→ **Extract provided**:
I’m having to trust this summer.
I have to trust the doctors to whom my mother’s care is entrusted. Not blind trust, but trust all the same. I still question the doctors, nurses, pharmacy people, physician’s assistants, researchers, etc. I am learning more about my mother’s disease, getting to know the terminology, and trusting that these people know what they are talking about.
I am one of those people that believes less medicine is better. And, yet, I am watching as they give my mother chemotherapy, along with medicine to avoid nausea and vomiting, and this pill for this and that pill for that. With this toxicity being poured into her body, the hospital is trying to keep her as comfortable as possible. I am having to trust that all this medicine is what is best for her, for her comfort, at this time.
I asked my friend who is a pediatric intensive care (PICU) nurse why all the artificial colors and flavors in medicine. Her response was that they needed to make it fun for the kids to take the medicine. These children are fighting for their lives. If it makes a difference to them that the medicine is pink and tastes like candy, then that’s what it will be.

→ **Records**:
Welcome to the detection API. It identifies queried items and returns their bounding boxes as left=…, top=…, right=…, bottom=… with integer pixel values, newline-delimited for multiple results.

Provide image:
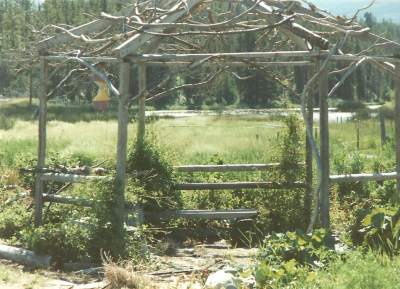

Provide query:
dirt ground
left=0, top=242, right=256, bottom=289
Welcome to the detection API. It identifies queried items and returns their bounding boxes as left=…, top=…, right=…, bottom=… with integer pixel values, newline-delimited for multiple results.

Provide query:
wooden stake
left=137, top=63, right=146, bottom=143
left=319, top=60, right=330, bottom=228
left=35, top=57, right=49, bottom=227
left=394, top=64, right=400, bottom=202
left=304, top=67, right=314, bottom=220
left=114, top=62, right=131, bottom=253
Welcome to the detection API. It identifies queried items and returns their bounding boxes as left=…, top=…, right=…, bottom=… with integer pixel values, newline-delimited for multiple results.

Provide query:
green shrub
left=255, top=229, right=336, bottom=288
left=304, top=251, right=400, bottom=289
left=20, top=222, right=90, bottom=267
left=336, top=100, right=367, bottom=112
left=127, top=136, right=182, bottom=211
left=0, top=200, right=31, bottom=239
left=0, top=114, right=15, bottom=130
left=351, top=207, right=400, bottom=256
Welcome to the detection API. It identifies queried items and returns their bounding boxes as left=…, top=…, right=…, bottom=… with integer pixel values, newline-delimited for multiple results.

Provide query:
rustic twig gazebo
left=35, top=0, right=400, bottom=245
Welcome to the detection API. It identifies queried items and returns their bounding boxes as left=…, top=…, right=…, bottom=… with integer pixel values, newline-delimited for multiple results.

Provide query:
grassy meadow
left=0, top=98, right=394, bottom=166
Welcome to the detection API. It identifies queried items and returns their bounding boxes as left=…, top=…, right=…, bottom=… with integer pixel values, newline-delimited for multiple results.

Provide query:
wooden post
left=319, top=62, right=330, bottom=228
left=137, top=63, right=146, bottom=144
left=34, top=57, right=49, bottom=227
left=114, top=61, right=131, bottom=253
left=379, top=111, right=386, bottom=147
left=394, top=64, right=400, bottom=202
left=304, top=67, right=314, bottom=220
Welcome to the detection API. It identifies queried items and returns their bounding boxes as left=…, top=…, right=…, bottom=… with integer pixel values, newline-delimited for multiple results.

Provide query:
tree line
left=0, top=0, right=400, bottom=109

* * *

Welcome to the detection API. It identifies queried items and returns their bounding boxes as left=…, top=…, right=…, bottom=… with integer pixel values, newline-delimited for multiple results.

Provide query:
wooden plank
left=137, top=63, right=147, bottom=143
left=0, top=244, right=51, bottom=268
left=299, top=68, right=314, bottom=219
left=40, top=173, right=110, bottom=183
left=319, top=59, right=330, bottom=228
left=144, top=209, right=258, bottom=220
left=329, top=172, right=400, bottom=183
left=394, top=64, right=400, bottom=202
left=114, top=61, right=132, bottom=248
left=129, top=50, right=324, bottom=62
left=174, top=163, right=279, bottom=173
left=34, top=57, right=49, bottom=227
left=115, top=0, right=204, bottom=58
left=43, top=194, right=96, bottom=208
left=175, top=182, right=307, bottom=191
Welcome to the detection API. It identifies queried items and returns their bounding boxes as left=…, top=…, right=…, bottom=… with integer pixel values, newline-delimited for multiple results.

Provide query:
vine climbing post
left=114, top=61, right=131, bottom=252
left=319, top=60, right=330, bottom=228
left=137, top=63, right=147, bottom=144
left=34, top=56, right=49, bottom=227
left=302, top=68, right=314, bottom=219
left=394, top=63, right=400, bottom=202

→ **Explore the material**:
**A.** From the passage on trust, print the lines from "I asked my friend" up to and including "it will be.".
**B.** In the passage on trust, what kind of nurse is the friend the writer asked about artificial colors and flavors in medicine?
**C.** Translate this sentence from the passage on trust into Spanish: "Her response was that they needed to make it fun for the kids to take the medicine."

→ **Task-by-task outputs**:
**A.**
I asked my friend who is a pediatric intensive care (PICU) nurse why all the artificial colors and flavors in medicine. Her response was that they needed to make it fun for the kids to take the medicine. These children are fighting for their lives. If it makes a difference to them that the medicine is pink and tastes like candy, then that’s what it will be.

**B.** A pediatric intensive care (PICU) nurse.

**C.** Su respuesta fue que necesitaban hacer que tomar la medicina fuera divertido para los niños.